* _TASK BRIEF_
Give back all of the data exactly.

##### RECORDS TO USE #####

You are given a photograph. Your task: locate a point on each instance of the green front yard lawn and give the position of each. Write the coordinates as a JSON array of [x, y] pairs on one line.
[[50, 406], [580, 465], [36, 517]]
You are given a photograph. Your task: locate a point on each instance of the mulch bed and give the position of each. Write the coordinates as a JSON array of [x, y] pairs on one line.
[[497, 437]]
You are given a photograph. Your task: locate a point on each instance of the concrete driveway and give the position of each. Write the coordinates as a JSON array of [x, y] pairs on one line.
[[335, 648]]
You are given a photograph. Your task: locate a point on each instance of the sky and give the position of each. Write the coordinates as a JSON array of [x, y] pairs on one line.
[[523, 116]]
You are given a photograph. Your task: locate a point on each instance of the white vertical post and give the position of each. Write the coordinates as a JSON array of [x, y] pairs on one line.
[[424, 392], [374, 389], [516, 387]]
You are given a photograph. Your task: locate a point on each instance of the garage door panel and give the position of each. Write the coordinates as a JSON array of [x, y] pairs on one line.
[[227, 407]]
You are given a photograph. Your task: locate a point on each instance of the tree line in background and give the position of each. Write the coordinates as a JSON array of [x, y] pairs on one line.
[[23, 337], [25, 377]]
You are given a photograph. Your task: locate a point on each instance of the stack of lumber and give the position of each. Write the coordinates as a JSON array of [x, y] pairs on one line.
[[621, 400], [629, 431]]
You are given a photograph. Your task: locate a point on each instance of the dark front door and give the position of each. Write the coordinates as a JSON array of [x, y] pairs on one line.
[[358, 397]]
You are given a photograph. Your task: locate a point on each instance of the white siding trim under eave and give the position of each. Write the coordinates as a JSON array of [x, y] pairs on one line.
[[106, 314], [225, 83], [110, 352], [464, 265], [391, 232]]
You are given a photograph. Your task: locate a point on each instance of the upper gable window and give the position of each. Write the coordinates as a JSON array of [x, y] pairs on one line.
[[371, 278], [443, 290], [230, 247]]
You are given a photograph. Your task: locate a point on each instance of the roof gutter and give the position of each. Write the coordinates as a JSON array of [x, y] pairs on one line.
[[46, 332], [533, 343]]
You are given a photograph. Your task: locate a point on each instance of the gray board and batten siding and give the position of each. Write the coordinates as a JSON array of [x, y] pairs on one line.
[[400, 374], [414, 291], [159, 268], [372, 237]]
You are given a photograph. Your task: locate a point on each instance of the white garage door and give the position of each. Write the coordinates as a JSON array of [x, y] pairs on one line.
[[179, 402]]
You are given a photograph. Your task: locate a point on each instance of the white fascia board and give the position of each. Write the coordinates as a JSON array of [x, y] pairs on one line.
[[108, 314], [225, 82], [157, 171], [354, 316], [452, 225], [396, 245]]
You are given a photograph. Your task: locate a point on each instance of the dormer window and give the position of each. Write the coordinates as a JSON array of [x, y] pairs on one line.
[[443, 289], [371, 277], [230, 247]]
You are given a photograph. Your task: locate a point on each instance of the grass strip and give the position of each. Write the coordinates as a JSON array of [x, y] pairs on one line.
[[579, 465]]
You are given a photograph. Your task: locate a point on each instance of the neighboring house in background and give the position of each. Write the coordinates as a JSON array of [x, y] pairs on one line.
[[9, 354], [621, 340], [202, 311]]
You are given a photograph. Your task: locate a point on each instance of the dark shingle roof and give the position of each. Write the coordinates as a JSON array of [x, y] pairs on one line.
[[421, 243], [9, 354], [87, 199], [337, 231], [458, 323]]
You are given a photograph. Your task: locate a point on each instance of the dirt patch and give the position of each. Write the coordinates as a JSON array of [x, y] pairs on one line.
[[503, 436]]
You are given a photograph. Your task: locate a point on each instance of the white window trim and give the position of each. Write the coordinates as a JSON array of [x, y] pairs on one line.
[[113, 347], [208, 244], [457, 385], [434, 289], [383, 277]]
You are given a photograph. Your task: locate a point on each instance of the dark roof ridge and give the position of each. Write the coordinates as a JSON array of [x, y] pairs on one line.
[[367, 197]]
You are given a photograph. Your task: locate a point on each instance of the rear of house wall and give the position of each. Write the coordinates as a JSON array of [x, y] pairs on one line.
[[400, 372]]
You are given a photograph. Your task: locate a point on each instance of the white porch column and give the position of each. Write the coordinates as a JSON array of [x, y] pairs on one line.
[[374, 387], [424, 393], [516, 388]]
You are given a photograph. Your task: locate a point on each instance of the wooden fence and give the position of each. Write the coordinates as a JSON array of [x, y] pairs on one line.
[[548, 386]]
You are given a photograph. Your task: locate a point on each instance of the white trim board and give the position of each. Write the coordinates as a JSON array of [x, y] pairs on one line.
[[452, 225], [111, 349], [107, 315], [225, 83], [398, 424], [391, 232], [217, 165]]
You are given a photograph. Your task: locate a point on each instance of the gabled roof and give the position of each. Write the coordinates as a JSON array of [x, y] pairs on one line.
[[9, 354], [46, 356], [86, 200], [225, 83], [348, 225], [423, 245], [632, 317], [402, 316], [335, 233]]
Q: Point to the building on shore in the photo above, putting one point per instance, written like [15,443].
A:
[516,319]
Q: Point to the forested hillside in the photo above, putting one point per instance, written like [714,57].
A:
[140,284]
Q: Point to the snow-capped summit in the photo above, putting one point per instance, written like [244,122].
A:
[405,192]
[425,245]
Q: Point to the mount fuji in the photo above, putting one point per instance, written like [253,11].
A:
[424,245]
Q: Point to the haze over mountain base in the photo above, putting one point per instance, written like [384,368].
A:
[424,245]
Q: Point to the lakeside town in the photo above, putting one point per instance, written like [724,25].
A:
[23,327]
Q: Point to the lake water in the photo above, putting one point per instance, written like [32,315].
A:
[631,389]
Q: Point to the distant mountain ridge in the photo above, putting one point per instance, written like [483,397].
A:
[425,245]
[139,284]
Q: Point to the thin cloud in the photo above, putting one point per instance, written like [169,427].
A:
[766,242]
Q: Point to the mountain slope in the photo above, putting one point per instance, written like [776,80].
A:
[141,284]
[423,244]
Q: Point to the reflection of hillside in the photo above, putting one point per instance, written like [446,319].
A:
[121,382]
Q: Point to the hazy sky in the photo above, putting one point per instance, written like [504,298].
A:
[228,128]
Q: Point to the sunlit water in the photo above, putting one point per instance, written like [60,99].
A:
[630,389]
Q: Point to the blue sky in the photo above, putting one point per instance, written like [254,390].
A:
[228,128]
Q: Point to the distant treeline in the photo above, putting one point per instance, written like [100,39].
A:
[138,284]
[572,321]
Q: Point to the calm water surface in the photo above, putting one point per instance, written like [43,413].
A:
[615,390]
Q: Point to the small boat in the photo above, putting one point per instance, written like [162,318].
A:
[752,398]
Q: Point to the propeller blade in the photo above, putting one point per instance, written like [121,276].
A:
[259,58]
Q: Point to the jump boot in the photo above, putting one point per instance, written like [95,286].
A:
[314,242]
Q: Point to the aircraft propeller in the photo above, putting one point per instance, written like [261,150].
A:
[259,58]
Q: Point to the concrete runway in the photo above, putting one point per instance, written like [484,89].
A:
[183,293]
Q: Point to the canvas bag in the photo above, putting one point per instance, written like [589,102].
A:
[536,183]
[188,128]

#####

* _RESULT OF THE TASK_
You are given a photograph. Your task: locate a point on each instance of the green front yard lawn and give the position of each. Write the coordinates as a JSON array of [x, y] pairs on one line.
[[50, 406], [580, 465], [36, 517]]
You are given a photograph. Your task: locate a point on each instance of the mulch bed and give the position of each. Write the coordinates as a JSON array of [x, y] pairs on one line.
[[497, 437]]
You are given a photograph. Your task: locate a point on each instance of the concrete driveway and give the position of each. Write the coordinates as a JSON array of [x, y] pairs on one line.
[[335, 648]]
You are given a photograph. Your task: locate a point on each instance of the sky and give the position of each. Write the coordinates as a JSON array of [x, y] pairs on one line.
[[523, 116]]
You are given a photograph. Your task: locate a point on each instance of the white vertical post and give the position of each. Write the coordinates as a JSON array of [x, y] pairs on one line.
[[424, 392], [374, 389], [516, 387]]
You are given a photograph. Your task: locate a point on each instance of the garage door panel and give the position of each. Write the coordinates as a JSON array of [x, y] pairs on one line.
[[227, 407]]
You are given a photograph. Your task: locate a point on each instance of the tree line in background and give the position of each. Write the coordinates as a JSON array of [x, y] pairs on one line.
[[23, 337], [25, 377]]
You are given a photograph. Your task: locate a point on each instance of the stack of lumber and give the position of each. Write the coordinates as a JSON array of [x, y] pairs on one line.
[[621, 400], [629, 431]]
You are given a photograph. Your task: locate a point on each instance of the dark front door and give the position of each. Write the coordinates as a JSON array of [x, y] pairs on one line.
[[358, 397]]
You are given a photograph. Your task: locate a point on each instance of the white siding trim under eave and give the position of each. Write the coordinates as a JSON array of [x, y] pairs on one line.
[[106, 314], [225, 83], [110, 352], [464, 265], [391, 232]]
You are given a photograph. Your task: locate a point on each instance of the upper gable window and give the position of each. Write the coordinates as a JSON array of [x, y] pairs on one line.
[[371, 278], [443, 290], [230, 247]]
You are given a photograph. Your task: locate a point on each instance of the roof gutter and give the position of each. Write the coordinates as a JSON array of [x, y] pairs on one line.
[[46, 332], [533, 343]]
You are given a photograph. Your task: locate a point on each instance of the gray board and batten siding and give the position of each. Write the coordinates as a JSON array of [x, y] pairs on one line.
[[400, 374], [414, 291], [159, 268], [372, 237]]
You are given a photograph. Your task: locate a point on each instance of the white garage door and give the position of each. Write the coordinates as a JSON array of [x, y] pairs on one line.
[[179, 402]]
You are given a photograph. Your task: locate a point on each instance of the white fascia board and give the position of each. Write the coordinates as a JSON array of [x, y] pairs on one line.
[[108, 314], [225, 82], [157, 171], [354, 316], [452, 225], [396, 245]]
You are given a photograph. Your task: locate a point on each instance of the dormer window and give the position of each. Write the coordinates as a JSON array of [x, y] pairs on one line.
[[443, 289], [371, 277], [230, 247]]
You are given a photograph. Your task: locate a point on each instance of the grass strip and give the position of each. Write the coordinates as a JSON array of [x, y] pairs on one line.
[[579, 465]]
You are given a photograph. Your task: locate a point on each instance of the neighboring house in background and give the position of each. Write the coordinates as a JSON array of [x, y] pairs on one line.
[[9, 354], [621, 340], [202, 311]]
You are given a photograph. Your task: locate a point on each instance of the dark shingle roof and give the position of each. Write the coordinates as a JSON array of [x, y] pairs on one line.
[[421, 243], [9, 354], [87, 199], [337, 231], [458, 323]]
You are given a photograph. Your task: locate a point on each instance of the dirt patch and give the position of each. Write the coordinates as a JSON array of [x, y] pairs on one line.
[[503, 436]]
You are given a photograph. Your task: locate a point on each instance of the white window trim and give the position of each. Write the coordinates as a JSON array of [x, y] pairs on one line.
[[113, 347], [208, 244], [457, 385], [434, 289], [383, 277]]
You are given a photograph. Your task: locate a point on each instance of the dark roof ridge and give the position of each. Write the coordinates as a JSON array of [x, y] pairs on one line.
[[367, 197]]
You are given a photograph. Your task: locate a point on each instance of the rear of house wall and give the position of each. Write the coordinates as a JSON array of [x, y] pairs on one line.
[[400, 372]]
You are given a photograph. Your task: locate a point on each instance of the white porch column and give the position of each. Write the coordinates as a JSON array of [x, y] pairs on one line.
[[374, 387], [424, 393], [516, 388]]
You are given a photograph. Your task: locate a point on each instance of the wooden fence and give the position of each. Write the coordinates as a JSON array of [x, y] pairs on one line.
[[548, 386]]
You are given a photograph. Your task: locate a point on each instance of the white trim board and give the position of each. Write the coordinates as a JSON array of [x, y] pairs on one line.
[[452, 225], [111, 349], [107, 315], [225, 83], [398, 424], [391, 232], [217, 165]]
You are given a photograph. Your task: locate a point on each instance of the gabled roof and give the position of each. Write the coordinates as a JSON array of [x, y] pairs on one line.
[[9, 354], [46, 356], [86, 200], [225, 83], [348, 225], [423, 245], [632, 317], [402, 316], [335, 233]]
Q: Point to the building on shore in the photo above, putting one point per instance, written like [15,443].
A:
[516,319]
Q: Point to the forested hillside in the photo above, putting one point per instance, written like [714,57].
A:
[140,284]
Q: Point to the snow-capped summit in the photo above, putting one point per instance, written like [244,122].
A:
[405,192]
[425,245]
Q: Point to the mount fuji in the photo above, putting one point per instance, written like [253,11].
A:
[424,245]
Q: Point to the haze over mountain base in the photo above, putting one point per instance, written like [384,368].
A:
[424,245]
Q: Point to the lakeside town in the photo above, putting one point per instance, written like [724,25].
A:
[23,327]
Q: Point to the lake water in the photo above, putting one point per instance, written like [32,315].
A:
[631,389]
Q: Point to the distant mountain ridge in the photo above, putting one point per instance, written like [483,397].
A:
[425,245]
[139,284]
Q: Point to the thin cloud in the photo above, putting one point per instance, written like [169,427].
A:
[766,242]
Q: Point to the mountain slope in the photo above, putting one point per instance, written like [776,80].
A:
[141,284]
[423,244]
Q: Point to the reflection of hillside in the photo above, putting one point per instance, written like [446,319].
A:
[121,382]
Q: Point to the hazy sky in the photo above, putting one point per instance, written like [504,298].
A:
[228,128]
Q: Point to the sunlit water in the photo above, putting one point per instance, written like [60,99].
A:
[630,389]
Q: Point to the blue sky in the photo above, putting one point per instance, written like [254,390].
A:
[228,128]
Q: Point to the distant treeline in the photo above, putting one point per instance, written like [100,39].
A:
[138,284]
[572,321]
Q: Point to the calm water surface in the photo above, putting one point per instance, written like [43,413].
A:
[615,390]
Q: Point to the small boat in the photo above, putting one point per instance, written like [162,318].
A:
[752,398]
Q: Point to the propeller blade in the photo above, putting one point per instance, written like [121,276].
A:
[259,58]
Q: Point to the jump boot in the photo above, putting one point per instance, written like [95,286].
A:
[314,242]
Q: Point to the aircraft propeller in the photo above, putting one point per instance, written like [261,150].
A:
[259,58]
Q: Point to the concrete runway in the photo above, putting one point per instance, written like [484,89].
A:
[183,293]
Q: Point to the canvas bag in the photo above, putting one point per instance, written like [589,102].
A:
[536,183]
[188,128]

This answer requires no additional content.